Supplied passage:
· · · ·
# SIG 220 Background Information



## Jord516 (Sep 12, 2011)

Hey Guys,

Hoping for some help on some background information regarding my specific gun. I noticed online that the P220 Stainless comes with some different things than the one mine came with when I bought it new at a gun show about two months ago. The serial number is: G 501 694. Other marking include, from top left to right and down: DE SIG SAUER INC. EXTER - NH FRAME MADE IN GERMANY - SAUER.

I noticed this one which I believe is my gun P220 Stainless is a little different than the one I got. Mine came with Rubber Hogue Grips and night sites. I have replaced those with SIG factory Aluminum grips, I love the way they feel on this gun. I also installed a SRT trigger which took some time since it was my first time, but I got it and love it, what a difference. I was told the DE had some sort of a special meaning and that the Germany ones were better and the gun I have was a little rarer? Just looking for any information I can get, I have done all the normal reading up on models etc... but looking for more details.

Also if anybody knows the background info on the electrilis nickel one they used to make, not sure how to spell that. My Father has one that is in near new condition that I love but he won't let go of it. Can't find these on Sig's website or online much anywhere.

THANKS


----------



## Jord516 (Sep 12, 2011)

Also anybody have an advice or own the lasermax guide rod laser, I love the idea, have heard good and bad things.


----------



## Jord516 (Sep 12, 2011)

I just learned this is a 220ST and it is supposedly pretty rare.... good for me?


----------



## FNISHR (Aug 9, 2011)

Jord516 said:


> I just learned this is a 220ST and it is supposedly pretty rare.... good for me?


Well, they are around but you don't see them as often. Eventually, I'd like to add an ST to my own collection, but I've got a couple of other things in mind that I think will come first. Obviously a fine weapon, though.


----------



## Jord516 (Sep 12, 2011)

What SIGs are in your collection now? I love them, I have played and handled many guns since I was a kid and they by far have the best feel as far as quality goes. I hate hate hate cheap feeling guns, GLOCK might be legit but I can't shoot a plastic gun. My ST might be all steel and heavy but you know what your holding. 

I just recently put Aluminum Grips and an SRT on it. Not sure what other upgrades I can do now? I want a Guide rod laser but so expensive....


----------



## FNISHR (Aug 9, 2011)

"Collection" was probably a lofty word for my four firearm arsenal. I have a S&W Model 27 I've had for around 30 years, as well as a Glock 17 and a Browning Buck Mark. Love all of them. I also have an older model (1993 I think, but not quite sure) Sig P220 in .45 ACP and really enjoy it as well. Relatively soon, I hope to get a P226 in 9mm.

I also shoot my son's P220's once in a while. He has one in 9mm and one in .30 luger. You don't see many of either in my part of Tennessee.


----------
· · · ·
[Point placement data]
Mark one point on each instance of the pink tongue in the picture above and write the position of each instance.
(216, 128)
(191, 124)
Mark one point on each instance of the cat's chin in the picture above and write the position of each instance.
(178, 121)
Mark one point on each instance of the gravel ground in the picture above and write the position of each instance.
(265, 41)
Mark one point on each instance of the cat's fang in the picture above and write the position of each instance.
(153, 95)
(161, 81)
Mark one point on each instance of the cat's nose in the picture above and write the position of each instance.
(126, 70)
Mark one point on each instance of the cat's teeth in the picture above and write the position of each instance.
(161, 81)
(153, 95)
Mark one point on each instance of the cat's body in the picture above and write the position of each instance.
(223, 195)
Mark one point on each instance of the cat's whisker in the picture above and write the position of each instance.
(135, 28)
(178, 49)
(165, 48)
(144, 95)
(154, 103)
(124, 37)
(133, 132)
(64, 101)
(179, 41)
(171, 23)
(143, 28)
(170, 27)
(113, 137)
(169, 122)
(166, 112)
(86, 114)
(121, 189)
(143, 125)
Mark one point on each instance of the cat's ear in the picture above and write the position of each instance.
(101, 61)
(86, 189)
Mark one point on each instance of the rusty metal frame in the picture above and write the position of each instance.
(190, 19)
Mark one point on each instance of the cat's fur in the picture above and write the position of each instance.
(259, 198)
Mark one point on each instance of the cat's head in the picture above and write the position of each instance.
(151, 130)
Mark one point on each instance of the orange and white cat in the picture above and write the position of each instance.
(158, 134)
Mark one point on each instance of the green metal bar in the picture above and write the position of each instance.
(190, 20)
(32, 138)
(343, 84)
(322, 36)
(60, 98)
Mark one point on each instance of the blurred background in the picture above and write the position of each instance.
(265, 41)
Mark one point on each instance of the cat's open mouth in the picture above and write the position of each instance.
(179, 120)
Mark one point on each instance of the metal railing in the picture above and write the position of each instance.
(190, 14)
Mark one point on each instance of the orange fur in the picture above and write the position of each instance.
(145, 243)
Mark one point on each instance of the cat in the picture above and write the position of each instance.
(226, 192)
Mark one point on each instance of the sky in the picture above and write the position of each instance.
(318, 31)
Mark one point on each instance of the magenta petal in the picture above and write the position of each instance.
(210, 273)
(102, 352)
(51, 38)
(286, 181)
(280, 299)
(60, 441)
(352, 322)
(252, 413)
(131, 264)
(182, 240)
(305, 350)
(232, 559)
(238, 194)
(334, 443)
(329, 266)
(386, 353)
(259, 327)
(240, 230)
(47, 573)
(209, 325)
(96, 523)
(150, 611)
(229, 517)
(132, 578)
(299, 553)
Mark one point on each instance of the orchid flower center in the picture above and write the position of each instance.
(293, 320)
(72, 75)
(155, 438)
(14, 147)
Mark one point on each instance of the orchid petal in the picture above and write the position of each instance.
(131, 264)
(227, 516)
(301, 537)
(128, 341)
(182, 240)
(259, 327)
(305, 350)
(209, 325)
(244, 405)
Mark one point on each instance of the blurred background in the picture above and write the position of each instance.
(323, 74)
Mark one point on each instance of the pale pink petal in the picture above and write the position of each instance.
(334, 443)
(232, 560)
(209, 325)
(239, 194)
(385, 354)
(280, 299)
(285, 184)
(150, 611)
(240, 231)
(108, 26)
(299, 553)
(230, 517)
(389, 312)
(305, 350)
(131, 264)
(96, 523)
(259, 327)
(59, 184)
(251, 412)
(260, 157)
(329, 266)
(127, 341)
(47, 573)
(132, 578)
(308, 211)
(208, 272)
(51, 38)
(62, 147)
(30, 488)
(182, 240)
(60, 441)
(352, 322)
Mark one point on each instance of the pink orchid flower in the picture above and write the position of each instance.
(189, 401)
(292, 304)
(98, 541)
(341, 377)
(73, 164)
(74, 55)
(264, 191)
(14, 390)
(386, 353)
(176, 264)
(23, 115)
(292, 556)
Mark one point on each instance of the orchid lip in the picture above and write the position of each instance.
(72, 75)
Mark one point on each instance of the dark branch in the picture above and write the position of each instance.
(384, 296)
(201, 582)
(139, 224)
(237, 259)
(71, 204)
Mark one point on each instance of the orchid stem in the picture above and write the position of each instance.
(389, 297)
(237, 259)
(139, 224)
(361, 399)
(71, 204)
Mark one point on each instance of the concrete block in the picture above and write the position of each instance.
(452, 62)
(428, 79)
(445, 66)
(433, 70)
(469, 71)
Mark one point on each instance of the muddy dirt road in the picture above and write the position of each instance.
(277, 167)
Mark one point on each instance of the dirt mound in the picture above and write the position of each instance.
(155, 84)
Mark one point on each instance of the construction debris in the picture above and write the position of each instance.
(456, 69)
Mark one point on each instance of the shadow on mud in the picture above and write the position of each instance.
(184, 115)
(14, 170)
· · · ·
To be done:
1 > Reproduce the SIG P220 thread starting at the sentence that has "I just recently" and stopping after "P226 in 9mm.", switching "Glock 17" to "Glock 19".
2 > Answer from the SIG P220 thread:
(a) What serial number does Jord516 give for the gun?
(b) What grips came on Jord516's gun when it was bought?
(c) In which two calibers are the son's P220s chambered?
The point placement data is separate from the SIG P220 thread.

Task responses:
1 >
I just recently put Aluminum Grips and an SRT on it. Not sure what other upgrades I can do now? I want a Guide rod laser but so expensive....


----------



## FNISHR (Aug 9, 2011)

"Collection" was probably a lofty word for my four firearm arsenal. I have a S&W Model 27 I've had for around 30 years, as well as a Glock 19 and a Browning Buck Mark. Love all of them. I also have an older model (1993 I think, but not quite sure) Sig P220 in .45 ACP and really enjoy it as well. Relatively soon, I hope to get a P226 in 9mm.

2 >
(a) G 501 694
(b) Rubber Hogue grips
(c) 9mm and .30 luger